**Yapacağınız iş**
Modigliani'nin hayatını anlatan metne göre, 1917'de başladığı çıplak dizisinin tabloları sergilendiğinde neden sergiden kaldırıldı? Metinde verilen gerekçeyi bir iki cümleyle açıklayın.

**Sayfa alıntısı**
==============================

Bilgi Diyarı

Aşağıdaki Kutu ile Sonsuz Bilgi Diyarı'nda İstediğinizi Arayabilirsiniz...

Amedeo Modigliani

  • Okunma : 353

(1884-1920) Hiçbir sanat akımına bağlanmayarak kendine özgü duyarlı bir üslupla yarattığı portreleriyle tanınan İtalyan ressam ve heykeltıraş Amedeo Modigliani, ticaretle uğraşan Yahudi bir ailenin çocuğu olarak Livorno’da doğdu. Hastalıklı bir çocuk olduğu için düzenli bir eğitim görmedi. Buna karşılık, daha küçük yaşlardayken anlaşılan resim yeteneğini annesi destekledi; Modigliani Roma, Floransa ve Venedik’teki sanat akademilerinde kısa bir eğitim gördü.

    1906’da Paris’e yerleşen Modigliani, Montmartre’daki sanatçı çevresine girerek orada Paul Cezanne, Henri de Toulouse-Lautrec ve Pablo Picasso gibi pek çok ünlü ressam ve heykeltıraşla tanıştı.

    Rumen heykeltıraş Constantin Brancusi’nin etkisiyle geleneksel Afrika heykellerine ilgi duyan Modigliani’nin 1912’de Paris’te açtığı sergide yer alan, ilkel sanata özgü yalın biçimlerle gerçekleştirdiği sekiz tane taş büst çok beğenildi. Daha sonra resme ağırlık veren Modigliani özellikle portreleriyle dikkati çekti. Heykelle ilgili deneyimlerinin izlerini taşıyan bu portrelerde, insan yüzleri bir arka plan önünde adeta heykelsi görünümde yerleştirilmiş, derinliksiz, iki boyutlu kompozisyonlardır.

    I. Dünya Savaşı Modigliani’nin yaşamında gerilimli bir dönem oldu. Pek çok arkadaşı savaşa katılmıştı, yapıtlarını satamıyordu. Aşırı içki, uyuşturucu ve parasızlık yüzünden sağlığı bozulmuştu. Gene de, en iyi resimlerinden bazılarını bu dönemde yaptı. Bunların içinde sıradan insanların yanı sıra Jean Cocteau (1916), Juan Gris (1913), Chaim Soutine (1916-17) gibi ünlülerin de portreleri vardı. Çizdiği yüzleri ve boyunları sonraları daha da uzatan Modigliani yalın renkler, basit çizgiler kullandı.

    Modigliani 1917’de bir çıplak (nü) dizisine başladı. Günümüzde onun en iyi yapıtları olarak değerlendirilen bu tablolar sergilendiğinde, polis çıplak resimleri ahlaka aykırı bularak sergiden kaldırttı. Aynı yıl Fransa’nın güneyine yerleşen sanatçı iki yıl sonra veremden öldü.

    Modigliani yaşamı boyunca, Paris’teki sanatçı çevresi dışında çok az tanındı. Ama, 1922’de Paris’te bir galeri onun tablolarını sergiledikten sonra ün kazandı.

==============================

**Veri kesitleri**
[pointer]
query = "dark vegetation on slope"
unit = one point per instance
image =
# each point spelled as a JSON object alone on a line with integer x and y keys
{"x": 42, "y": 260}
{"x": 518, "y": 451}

==============================

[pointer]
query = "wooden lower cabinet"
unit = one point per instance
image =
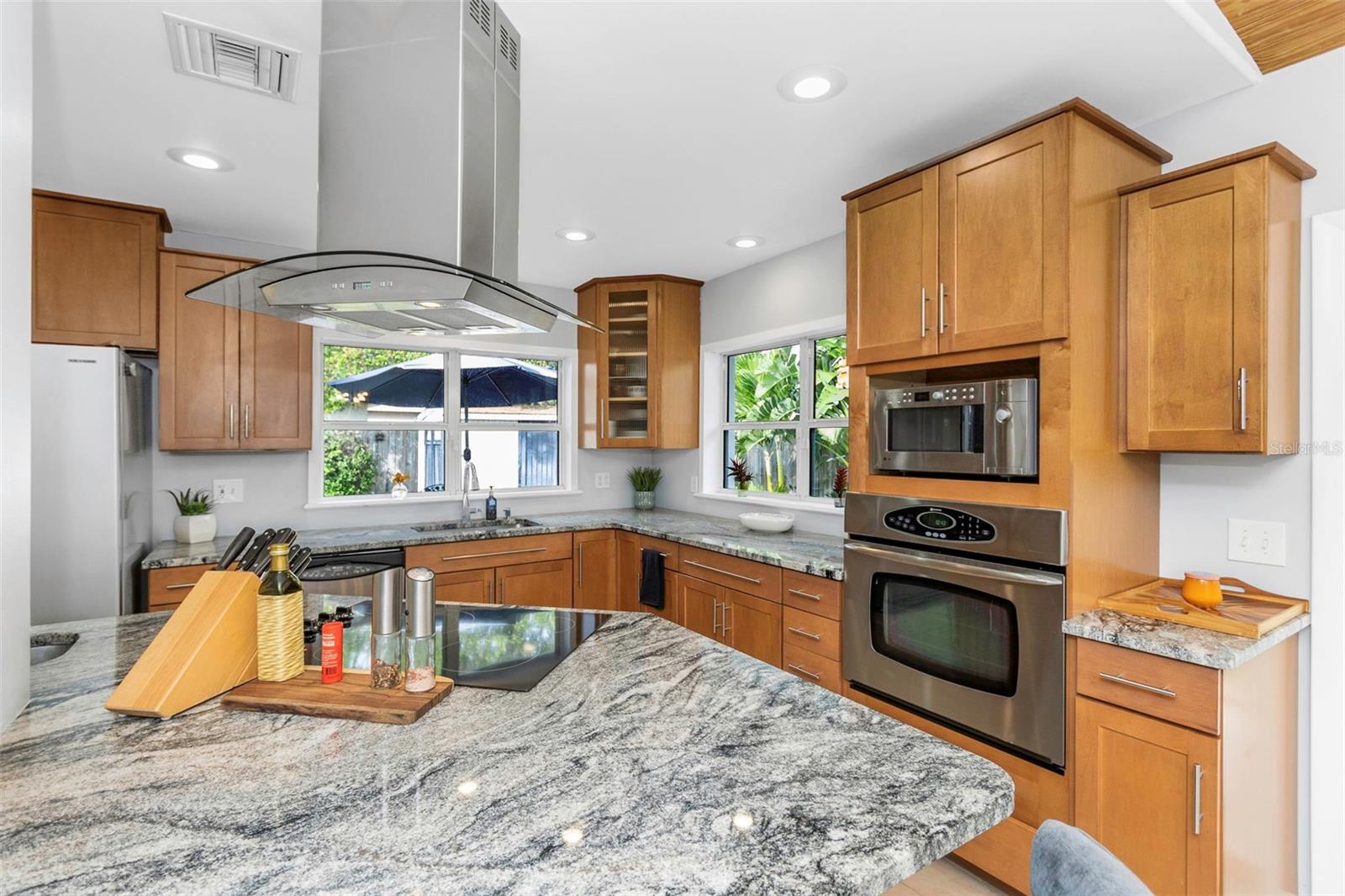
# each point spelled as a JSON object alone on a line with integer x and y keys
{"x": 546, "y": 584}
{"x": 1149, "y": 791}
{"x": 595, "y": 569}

==============================

**Alıştırmanın çözümü**
Polis, çıplak resimleri ahlaka aykırı buldu. Bu yüzden tablolar sergiden kaldırıldı.